*Stated goal*: Return every line of the items below that contains the word "water".

*Data to process*:
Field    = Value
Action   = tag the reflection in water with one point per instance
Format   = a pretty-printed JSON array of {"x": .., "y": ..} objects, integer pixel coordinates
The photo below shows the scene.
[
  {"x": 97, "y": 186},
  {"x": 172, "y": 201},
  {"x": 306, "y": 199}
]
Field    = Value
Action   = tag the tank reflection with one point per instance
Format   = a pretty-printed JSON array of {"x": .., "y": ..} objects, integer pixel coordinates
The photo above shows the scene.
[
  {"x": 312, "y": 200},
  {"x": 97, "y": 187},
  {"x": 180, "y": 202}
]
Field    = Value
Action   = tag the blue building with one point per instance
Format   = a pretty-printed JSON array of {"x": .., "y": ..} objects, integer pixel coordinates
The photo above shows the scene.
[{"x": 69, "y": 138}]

---

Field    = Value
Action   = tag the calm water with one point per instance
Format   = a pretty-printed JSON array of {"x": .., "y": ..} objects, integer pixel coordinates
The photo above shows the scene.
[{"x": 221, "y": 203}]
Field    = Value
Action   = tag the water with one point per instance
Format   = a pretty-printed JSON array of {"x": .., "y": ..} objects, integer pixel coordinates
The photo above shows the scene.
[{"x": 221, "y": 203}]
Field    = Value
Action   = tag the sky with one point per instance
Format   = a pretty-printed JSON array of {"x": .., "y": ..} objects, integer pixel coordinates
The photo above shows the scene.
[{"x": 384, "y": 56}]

*Answer to the task*:
Action   = tag the reflection in water with one point per instance
Action   = tag the calm water with one point per instance
Action   = tag the water with one point per instance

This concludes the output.